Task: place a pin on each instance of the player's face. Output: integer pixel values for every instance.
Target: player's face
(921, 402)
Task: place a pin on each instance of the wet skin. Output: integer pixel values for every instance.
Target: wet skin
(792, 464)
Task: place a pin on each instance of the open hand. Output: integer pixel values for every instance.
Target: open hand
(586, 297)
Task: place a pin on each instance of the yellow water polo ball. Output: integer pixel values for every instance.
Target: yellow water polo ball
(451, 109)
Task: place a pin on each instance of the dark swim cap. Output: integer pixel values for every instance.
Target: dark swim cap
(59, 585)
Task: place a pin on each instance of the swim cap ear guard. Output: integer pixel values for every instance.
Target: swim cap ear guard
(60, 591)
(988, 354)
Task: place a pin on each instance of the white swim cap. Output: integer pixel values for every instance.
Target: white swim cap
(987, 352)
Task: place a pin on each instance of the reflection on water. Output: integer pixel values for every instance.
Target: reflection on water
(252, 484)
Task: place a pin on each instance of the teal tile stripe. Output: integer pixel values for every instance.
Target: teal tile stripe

» SHORT PROBLEM
Pull out each record as written and restate it exactly.

» ANSWER FOR THE TASK
Task: place a pin on each instance of the player's face. Output: integer pixel values for every instance.
Target: player's face
(921, 402)
Task: place a pin on each instance of the wet skin. Output: integer pixel values for every instance.
Target: wet skin
(792, 464)
Task: place a pin on each instance of the open hand. Output: integer pixel values for every instance.
Target: open hand
(586, 297)
Task: place a pin on each instance of the yellow water polo ball. Output: integer pixel values for every instance.
Target: yellow water polo ball
(451, 109)
Task: place a pin on each instance of the dark swim cap. Output: integer pixel values for every instance.
Target: dark swim cap
(59, 585)
Task: place a pin on each instance of the swim cap ear guard. Output: integer pixel values for every instance.
Target: swim cap ear guard
(60, 591)
(988, 354)
Task: place a pin on each instance of the white swim cap. Output: integer pixel values for every instance.
Target: white swim cap
(987, 352)
Task: place a pin on each instance of the reflection on water. Output: integer pixel values for every instance.
Target: reflection on water
(252, 484)
Task: place a pin on each instance of the teal tile stripe. Output: integer pixel values for every instance.
Target: teal tile stripe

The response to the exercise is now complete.